Поставленная задача
Отредактируйте строки от самого начала до строки с "<point>407,295</point>" включительно: замените "baseboard" на "skirting board", ничего больше не меняя. Выведите только эти строки.

───── Предоставленные данные ─────

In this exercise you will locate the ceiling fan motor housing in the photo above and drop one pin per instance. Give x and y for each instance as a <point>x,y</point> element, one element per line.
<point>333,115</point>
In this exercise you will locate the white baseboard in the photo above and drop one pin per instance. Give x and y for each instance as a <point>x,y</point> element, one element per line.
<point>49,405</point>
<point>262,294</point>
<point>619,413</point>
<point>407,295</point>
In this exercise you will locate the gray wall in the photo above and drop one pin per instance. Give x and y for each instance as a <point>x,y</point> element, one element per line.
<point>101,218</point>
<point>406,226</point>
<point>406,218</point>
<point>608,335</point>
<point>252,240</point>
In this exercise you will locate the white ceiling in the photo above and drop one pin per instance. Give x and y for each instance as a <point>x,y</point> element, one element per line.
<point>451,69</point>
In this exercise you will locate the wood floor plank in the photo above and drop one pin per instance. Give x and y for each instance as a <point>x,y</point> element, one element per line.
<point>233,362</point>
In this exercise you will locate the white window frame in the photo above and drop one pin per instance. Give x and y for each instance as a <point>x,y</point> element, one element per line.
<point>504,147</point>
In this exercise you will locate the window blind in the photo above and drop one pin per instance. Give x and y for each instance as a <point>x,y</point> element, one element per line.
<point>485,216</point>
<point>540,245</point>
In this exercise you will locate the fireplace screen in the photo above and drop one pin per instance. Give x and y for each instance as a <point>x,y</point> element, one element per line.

─────

Готовый ответ
In this exercise you will locate the ceiling fan motor housing in the photo above and drop one pin per instance. Give x and y for each instance as a <point>x,y</point> element, one element per line.
<point>333,115</point>
In this exercise you will locate the white skirting board in the photo above and drop one pin per instance. Give x and y for each instance as a <point>x,y</point> element, one element per line.
<point>49,405</point>
<point>262,294</point>
<point>619,413</point>
<point>407,295</point>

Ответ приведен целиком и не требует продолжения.